> [What is being asked]: Rename "rough mask" to "coarse mask" in the stretch from the start of the items through the line containing "153L455 156L446 126L428", and write out those lines with nothing else changed.
[Materials provided — start]
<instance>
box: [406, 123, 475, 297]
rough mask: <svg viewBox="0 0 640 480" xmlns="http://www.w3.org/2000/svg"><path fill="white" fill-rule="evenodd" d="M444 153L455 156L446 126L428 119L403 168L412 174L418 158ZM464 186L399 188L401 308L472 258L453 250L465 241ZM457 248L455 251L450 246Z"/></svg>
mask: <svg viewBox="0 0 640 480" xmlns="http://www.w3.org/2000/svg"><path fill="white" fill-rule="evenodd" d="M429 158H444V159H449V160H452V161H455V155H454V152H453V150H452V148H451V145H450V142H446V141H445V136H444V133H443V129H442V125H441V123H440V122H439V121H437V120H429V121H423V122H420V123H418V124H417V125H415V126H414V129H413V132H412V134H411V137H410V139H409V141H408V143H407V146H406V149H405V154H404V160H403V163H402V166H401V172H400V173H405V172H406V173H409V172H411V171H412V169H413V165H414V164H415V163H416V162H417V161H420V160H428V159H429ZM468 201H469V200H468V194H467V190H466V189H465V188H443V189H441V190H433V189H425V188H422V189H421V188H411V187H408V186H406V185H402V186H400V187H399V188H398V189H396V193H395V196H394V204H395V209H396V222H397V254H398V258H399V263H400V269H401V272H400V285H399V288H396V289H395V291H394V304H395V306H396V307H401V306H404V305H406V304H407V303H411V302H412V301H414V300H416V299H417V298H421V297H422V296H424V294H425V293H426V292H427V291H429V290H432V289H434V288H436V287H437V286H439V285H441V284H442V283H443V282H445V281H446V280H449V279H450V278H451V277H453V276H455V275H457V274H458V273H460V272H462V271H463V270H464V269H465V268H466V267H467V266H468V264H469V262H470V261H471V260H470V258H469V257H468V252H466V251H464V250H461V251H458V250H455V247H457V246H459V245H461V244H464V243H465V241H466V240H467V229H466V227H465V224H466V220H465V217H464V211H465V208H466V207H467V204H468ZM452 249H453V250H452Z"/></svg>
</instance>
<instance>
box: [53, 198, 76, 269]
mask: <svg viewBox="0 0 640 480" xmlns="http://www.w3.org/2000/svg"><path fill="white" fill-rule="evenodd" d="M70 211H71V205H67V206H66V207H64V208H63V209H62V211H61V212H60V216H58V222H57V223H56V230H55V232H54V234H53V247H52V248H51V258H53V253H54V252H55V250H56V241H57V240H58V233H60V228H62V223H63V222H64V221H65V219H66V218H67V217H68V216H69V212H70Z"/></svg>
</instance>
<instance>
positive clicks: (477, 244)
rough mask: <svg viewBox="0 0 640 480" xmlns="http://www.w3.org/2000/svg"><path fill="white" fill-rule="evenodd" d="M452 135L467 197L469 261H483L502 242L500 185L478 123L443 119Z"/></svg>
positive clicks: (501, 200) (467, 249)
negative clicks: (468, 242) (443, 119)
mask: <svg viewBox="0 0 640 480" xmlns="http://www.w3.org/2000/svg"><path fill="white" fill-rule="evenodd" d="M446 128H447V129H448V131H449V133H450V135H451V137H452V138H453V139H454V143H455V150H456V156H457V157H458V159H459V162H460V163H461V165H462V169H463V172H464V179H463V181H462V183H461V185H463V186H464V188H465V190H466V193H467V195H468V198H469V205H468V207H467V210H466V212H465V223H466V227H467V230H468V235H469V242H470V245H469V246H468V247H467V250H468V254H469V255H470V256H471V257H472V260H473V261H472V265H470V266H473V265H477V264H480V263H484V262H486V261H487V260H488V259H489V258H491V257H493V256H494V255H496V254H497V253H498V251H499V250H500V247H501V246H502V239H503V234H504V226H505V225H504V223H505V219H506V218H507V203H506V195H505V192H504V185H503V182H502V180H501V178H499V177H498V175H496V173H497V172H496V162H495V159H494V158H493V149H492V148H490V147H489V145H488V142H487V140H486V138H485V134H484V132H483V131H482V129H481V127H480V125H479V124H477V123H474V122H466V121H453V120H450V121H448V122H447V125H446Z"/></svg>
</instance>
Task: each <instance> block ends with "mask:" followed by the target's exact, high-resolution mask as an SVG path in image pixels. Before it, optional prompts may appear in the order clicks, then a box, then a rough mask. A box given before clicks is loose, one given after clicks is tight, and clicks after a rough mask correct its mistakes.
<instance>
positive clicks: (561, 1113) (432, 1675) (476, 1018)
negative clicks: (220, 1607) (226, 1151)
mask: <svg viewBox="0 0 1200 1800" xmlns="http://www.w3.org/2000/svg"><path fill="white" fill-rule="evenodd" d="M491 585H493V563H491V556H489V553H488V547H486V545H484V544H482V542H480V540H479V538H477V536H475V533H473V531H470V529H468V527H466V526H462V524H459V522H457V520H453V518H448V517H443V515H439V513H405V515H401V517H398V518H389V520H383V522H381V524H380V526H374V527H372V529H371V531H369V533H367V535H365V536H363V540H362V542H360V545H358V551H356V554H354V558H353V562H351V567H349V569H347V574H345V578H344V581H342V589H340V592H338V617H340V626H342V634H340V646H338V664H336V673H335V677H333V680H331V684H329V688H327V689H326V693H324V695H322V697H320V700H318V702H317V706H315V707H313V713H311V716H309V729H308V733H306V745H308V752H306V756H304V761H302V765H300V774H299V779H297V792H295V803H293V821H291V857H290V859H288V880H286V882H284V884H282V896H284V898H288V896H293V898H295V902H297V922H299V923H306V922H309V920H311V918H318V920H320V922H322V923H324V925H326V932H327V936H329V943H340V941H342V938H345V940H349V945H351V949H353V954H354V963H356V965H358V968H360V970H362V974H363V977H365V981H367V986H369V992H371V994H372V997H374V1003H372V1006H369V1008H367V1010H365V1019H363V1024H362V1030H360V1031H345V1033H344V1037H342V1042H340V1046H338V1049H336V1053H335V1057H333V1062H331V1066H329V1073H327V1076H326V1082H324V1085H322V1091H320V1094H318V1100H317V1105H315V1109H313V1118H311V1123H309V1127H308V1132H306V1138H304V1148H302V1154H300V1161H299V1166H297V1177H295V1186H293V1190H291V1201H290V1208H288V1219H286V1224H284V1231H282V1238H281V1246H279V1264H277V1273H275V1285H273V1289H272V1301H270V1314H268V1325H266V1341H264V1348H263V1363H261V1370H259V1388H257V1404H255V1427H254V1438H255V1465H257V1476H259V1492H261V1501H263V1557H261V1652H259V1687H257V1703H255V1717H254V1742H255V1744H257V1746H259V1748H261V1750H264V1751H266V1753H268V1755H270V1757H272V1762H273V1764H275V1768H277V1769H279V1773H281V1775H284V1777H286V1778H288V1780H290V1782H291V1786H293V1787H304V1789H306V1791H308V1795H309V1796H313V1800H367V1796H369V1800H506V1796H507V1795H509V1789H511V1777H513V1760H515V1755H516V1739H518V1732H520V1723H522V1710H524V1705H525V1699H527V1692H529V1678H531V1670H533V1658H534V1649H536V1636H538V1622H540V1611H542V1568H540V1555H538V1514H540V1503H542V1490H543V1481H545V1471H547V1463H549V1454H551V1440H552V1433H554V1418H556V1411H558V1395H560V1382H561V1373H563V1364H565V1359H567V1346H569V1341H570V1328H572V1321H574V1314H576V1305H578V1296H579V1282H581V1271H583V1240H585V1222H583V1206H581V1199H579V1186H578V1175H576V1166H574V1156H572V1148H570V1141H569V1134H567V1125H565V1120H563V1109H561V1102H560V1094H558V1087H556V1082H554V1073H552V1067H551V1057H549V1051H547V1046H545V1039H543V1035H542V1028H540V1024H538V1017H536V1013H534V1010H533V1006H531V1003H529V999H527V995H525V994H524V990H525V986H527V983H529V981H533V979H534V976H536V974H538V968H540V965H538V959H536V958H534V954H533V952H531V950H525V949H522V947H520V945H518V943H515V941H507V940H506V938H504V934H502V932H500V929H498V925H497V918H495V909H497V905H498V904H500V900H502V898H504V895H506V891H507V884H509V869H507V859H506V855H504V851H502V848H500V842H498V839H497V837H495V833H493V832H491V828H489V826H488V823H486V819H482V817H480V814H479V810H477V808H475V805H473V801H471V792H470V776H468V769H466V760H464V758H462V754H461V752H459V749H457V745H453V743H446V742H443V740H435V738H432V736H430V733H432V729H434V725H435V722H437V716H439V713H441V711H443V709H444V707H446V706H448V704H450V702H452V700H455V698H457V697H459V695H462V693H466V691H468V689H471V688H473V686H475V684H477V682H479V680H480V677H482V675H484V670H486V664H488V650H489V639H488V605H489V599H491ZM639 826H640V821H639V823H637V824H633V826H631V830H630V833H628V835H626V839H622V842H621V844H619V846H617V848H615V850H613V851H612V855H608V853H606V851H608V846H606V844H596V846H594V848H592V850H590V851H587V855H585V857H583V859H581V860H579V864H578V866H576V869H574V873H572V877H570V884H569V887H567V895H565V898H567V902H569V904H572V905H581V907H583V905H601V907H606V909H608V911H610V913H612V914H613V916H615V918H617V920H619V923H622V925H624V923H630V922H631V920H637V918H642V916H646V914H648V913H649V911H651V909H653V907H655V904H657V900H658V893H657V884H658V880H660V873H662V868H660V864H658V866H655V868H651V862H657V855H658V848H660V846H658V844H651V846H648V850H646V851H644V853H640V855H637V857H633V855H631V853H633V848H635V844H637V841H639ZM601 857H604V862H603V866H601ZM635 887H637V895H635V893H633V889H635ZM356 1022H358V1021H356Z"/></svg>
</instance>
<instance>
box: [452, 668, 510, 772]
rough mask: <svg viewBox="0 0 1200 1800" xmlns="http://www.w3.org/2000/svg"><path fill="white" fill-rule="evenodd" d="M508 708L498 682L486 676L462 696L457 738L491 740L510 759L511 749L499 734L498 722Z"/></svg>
[Materials provided — finish]
> [Expected answer]:
<instance>
box: [406, 123, 475, 297]
coarse mask: <svg viewBox="0 0 640 480" xmlns="http://www.w3.org/2000/svg"><path fill="white" fill-rule="evenodd" d="M444 153L455 156L446 126L428 119L403 168L412 174L418 158ZM464 186L399 188L401 308L472 258L453 250L465 241ZM457 248L455 251L450 246Z"/></svg>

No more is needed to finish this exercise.